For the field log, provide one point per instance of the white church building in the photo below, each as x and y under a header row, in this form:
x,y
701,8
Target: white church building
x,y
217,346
——
#### AIM OF THE EXERCISE:
Please echo every line of the material above back unchanged and in its original order.

#### SOLUTION TO THIS TASK:
For the field log, provide one point per instance of the white church building in the photo below, each as x and y under a header row, in this form:
x,y
701,8
Target: white church building
x,y
217,346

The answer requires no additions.